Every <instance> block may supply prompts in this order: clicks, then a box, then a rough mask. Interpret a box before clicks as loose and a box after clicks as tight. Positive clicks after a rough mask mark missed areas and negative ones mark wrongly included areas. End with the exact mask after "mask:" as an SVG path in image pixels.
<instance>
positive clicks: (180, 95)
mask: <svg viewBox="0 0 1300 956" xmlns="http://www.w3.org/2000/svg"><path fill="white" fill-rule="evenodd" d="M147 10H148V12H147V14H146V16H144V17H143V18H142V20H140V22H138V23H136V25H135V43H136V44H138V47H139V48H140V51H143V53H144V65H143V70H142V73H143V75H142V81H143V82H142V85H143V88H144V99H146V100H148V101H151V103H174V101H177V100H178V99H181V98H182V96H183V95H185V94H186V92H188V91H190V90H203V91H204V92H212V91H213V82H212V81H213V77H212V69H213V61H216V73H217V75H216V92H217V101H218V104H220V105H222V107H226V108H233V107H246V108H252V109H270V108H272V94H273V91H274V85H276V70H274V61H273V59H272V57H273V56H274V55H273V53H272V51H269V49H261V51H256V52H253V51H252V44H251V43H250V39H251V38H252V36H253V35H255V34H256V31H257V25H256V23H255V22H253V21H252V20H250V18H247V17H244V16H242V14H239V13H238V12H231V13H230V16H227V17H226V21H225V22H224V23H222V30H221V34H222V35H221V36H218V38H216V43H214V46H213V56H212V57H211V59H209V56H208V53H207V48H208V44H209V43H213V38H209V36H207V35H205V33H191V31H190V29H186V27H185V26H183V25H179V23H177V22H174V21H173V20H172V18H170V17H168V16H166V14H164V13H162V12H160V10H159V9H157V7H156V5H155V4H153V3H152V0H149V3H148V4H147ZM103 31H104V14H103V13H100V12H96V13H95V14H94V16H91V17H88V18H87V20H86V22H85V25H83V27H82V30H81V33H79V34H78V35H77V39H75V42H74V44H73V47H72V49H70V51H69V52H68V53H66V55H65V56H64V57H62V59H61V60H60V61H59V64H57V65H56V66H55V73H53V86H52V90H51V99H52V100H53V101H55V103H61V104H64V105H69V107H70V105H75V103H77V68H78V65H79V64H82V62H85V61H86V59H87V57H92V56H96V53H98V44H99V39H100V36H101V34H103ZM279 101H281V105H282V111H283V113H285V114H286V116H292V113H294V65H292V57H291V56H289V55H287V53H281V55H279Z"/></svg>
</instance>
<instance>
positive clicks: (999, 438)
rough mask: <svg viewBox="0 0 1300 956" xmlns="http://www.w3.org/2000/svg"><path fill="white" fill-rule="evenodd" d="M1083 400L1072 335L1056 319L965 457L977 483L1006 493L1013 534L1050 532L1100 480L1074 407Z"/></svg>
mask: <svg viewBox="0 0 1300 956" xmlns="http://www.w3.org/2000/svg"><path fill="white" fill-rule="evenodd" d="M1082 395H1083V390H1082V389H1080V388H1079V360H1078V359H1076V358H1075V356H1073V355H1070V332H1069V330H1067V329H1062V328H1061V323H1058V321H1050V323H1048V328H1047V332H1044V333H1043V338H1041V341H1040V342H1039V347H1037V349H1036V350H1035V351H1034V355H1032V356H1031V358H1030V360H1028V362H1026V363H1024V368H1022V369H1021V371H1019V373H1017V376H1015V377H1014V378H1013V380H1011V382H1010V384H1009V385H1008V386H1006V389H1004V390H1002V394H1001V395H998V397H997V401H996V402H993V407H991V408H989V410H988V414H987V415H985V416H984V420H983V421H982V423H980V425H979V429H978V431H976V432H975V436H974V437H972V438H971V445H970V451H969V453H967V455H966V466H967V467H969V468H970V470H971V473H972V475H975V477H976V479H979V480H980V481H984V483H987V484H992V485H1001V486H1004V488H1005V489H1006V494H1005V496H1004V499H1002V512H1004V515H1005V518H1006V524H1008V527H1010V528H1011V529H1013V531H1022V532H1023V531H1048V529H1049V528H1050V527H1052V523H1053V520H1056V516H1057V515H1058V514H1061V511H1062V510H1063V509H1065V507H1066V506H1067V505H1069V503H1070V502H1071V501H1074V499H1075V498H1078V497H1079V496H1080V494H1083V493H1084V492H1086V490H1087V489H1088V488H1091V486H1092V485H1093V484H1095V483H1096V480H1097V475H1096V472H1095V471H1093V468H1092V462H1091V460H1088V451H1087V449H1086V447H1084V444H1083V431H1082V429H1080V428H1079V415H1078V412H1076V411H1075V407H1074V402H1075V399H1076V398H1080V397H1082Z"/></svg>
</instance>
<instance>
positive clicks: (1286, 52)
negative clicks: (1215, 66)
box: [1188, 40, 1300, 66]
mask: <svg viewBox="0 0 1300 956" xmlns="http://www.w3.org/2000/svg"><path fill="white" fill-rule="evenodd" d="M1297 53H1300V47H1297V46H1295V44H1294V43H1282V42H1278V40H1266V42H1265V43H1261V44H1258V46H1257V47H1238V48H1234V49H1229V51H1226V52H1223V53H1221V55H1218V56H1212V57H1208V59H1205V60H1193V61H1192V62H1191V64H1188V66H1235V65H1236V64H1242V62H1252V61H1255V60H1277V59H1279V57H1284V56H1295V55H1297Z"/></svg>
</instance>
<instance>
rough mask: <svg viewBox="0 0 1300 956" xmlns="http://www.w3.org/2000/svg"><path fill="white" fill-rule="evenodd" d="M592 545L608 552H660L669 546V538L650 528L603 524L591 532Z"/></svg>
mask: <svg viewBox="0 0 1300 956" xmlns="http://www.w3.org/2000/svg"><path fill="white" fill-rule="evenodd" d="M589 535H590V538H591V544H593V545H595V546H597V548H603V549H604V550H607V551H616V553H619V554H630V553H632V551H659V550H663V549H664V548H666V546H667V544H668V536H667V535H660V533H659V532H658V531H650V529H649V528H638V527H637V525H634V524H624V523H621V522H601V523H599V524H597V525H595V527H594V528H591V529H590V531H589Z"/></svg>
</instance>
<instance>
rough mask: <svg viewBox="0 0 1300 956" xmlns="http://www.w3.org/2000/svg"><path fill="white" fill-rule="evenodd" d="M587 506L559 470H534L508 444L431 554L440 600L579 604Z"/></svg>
# # #
» **What to do**
Could you write out all the items above again, with every "rough mask" replaced by "coarse mask" and nothing else changed?

» **Answer for this exercise**
Every <instance> block may supply prompts in this order: clicks, then a box, then a coarse mask. Interpret a box before clicks as loose and a box after clicks as tight. Positive clicks after a coarse mask mark missed areas and negative ones mark wrongly included areas. End with the exact mask after "mask:" as an SVG path in image pixels.
<instance>
positive clicks: (180, 95)
mask: <svg viewBox="0 0 1300 956" xmlns="http://www.w3.org/2000/svg"><path fill="white" fill-rule="evenodd" d="M147 10H148V12H147V14H146V16H144V17H143V18H142V20H140V22H138V23H136V25H135V43H136V44H138V47H139V48H140V51H143V53H144V65H143V70H142V73H143V75H142V81H143V82H142V85H143V88H144V99H146V100H148V101H151V103H174V101H177V100H178V99H181V98H182V96H183V95H185V94H186V92H188V91H190V90H203V91H204V92H212V91H213V82H212V81H213V77H212V69H213V61H216V73H217V75H216V92H217V101H218V104H220V105H222V107H226V108H233V107H246V108H252V109H270V108H272V94H273V91H274V85H276V70H274V61H273V59H272V57H273V56H274V55H273V53H272V51H269V49H261V51H256V52H253V51H252V44H251V43H250V39H251V38H252V36H253V35H255V34H256V31H257V25H256V23H255V22H253V21H252V20H250V18H247V17H244V16H242V14H239V13H238V12H231V13H230V16H227V17H226V21H225V22H224V23H222V30H221V34H222V35H221V36H218V38H216V43H214V46H213V56H212V57H211V59H209V56H208V53H207V48H208V44H209V43H213V38H209V36H207V35H205V33H191V31H190V29H186V27H185V26H183V25H179V23H177V22H174V21H173V20H172V18H170V17H168V16H166V14H164V13H162V12H160V10H159V9H157V7H156V5H155V4H153V3H152V0H149V3H148V4H147ZM103 31H104V14H103V13H100V12H96V13H95V14H94V16H91V17H88V18H87V20H86V22H85V25H83V27H82V30H81V33H79V34H78V35H77V39H75V42H74V44H73V47H72V49H70V51H69V52H68V53H66V55H65V56H64V57H62V59H61V60H60V61H59V64H57V65H56V66H55V73H53V86H52V90H51V99H52V100H53V101H55V103H61V104H64V105H69V107H70V105H75V103H77V68H78V65H79V64H82V62H85V61H86V59H87V57H92V56H96V53H98V44H99V39H100V36H101V34H103ZM279 101H281V105H282V111H283V113H285V114H286V116H292V113H294V65H292V57H291V56H289V55H287V53H281V55H279Z"/></svg>
</instance>
<instance>
positive clicks: (999, 438)
coarse mask: <svg viewBox="0 0 1300 956" xmlns="http://www.w3.org/2000/svg"><path fill="white" fill-rule="evenodd" d="M1083 400L1072 335L1056 319L965 457L977 483L1006 493L1013 534L1050 532L1100 480L1074 407Z"/></svg>
mask: <svg viewBox="0 0 1300 956" xmlns="http://www.w3.org/2000/svg"><path fill="white" fill-rule="evenodd" d="M1082 395H1083V390H1082V389H1080V388H1079V360H1078V359H1076V358H1075V356H1073V355H1070V332H1069V330H1067V329H1062V328H1061V323H1058V321H1050V323H1048V328H1047V332H1044V333H1043V338H1041V341H1040V342H1039V347H1037V349H1036V350H1035V351H1034V355H1032V356H1031V358H1030V360H1028V362H1026V363H1024V368H1022V369H1021V371H1019V373H1017V376H1015V377H1014V378H1013V380H1011V382H1010V384H1009V385H1008V386H1006V389H1004V390H1002V394H1001V395H998V397H997V401H996V402H993V407H991V408H989V410H988V414H987V415H985V416H984V420H983V421H982V423H980V425H979V429H978V431H976V432H975V436H974V437H972V438H971V445H970V451H969V453H967V455H966V466H967V467H969V468H970V470H971V473H972V475H975V477H976V479H979V480H980V481H984V483H987V484H992V485H1001V486H1004V488H1005V489H1006V494H1005V496H1004V499H1002V512H1004V515H1005V518H1006V524H1008V527H1010V528H1011V529H1013V531H1022V532H1023V531H1048V529H1049V528H1050V527H1052V523H1053V520H1056V516H1057V515H1058V514H1061V511H1062V510H1063V509H1065V507H1066V506H1067V505H1069V503H1070V502H1071V501H1074V499H1075V498H1078V497H1079V496H1080V494H1083V493H1084V492H1086V490H1087V489H1088V488H1091V486H1092V485H1093V484H1095V483H1096V480H1097V475H1096V472H1095V471H1093V468H1092V462H1091V460H1088V451H1087V449H1086V447H1084V444H1083V431H1082V429H1080V428H1079V415H1078V412H1076V411H1075V407H1074V402H1075V399H1076V398H1080V397H1082Z"/></svg>
</instance>
<instance>
positive clicks: (1286, 52)
negative clicks: (1215, 66)
box: [1188, 40, 1300, 66]
mask: <svg viewBox="0 0 1300 956" xmlns="http://www.w3.org/2000/svg"><path fill="white" fill-rule="evenodd" d="M1297 53H1300V47H1297V46H1295V44H1294V43H1282V42H1278V40H1266V42H1265V43H1261V44H1258V46H1257V47H1238V48H1234V49H1229V51H1226V52H1223V53H1221V55H1218V56H1212V57H1208V59H1205V60H1193V61H1192V62H1191V64H1188V66H1235V65H1236V64H1242V62H1252V61H1255V60H1277V59H1279V57H1284V56H1295V55H1297Z"/></svg>
</instance>
<instance>
coarse mask: <svg viewBox="0 0 1300 956" xmlns="http://www.w3.org/2000/svg"><path fill="white" fill-rule="evenodd" d="M592 545L608 552H660L669 546V538L650 528L603 524L591 532Z"/></svg>
mask: <svg viewBox="0 0 1300 956" xmlns="http://www.w3.org/2000/svg"><path fill="white" fill-rule="evenodd" d="M589 535H590V538H591V544H593V545H595V546H597V548H603V549H604V550H607V551H616V553H619V554H630V553H632V551H659V550H663V549H664V548H666V546H667V544H668V536H667V535H660V533H659V532H658V531H650V529H649V528H638V527H637V525H634V524H624V523H621V522H601V523H599V524H597V525H595V527H594V528H591V529H590V531H589Z"/></svg>
</instance>
<instance>
coarse mask: <svg viewBox="0 0 1300 956" xmlns="http://www.w3.org/2000/svg"><path fill="white" fill-rule="evenodd" d="M587 506L559 470H534L508 444L431 554L440 600L579 604Z"/></svg>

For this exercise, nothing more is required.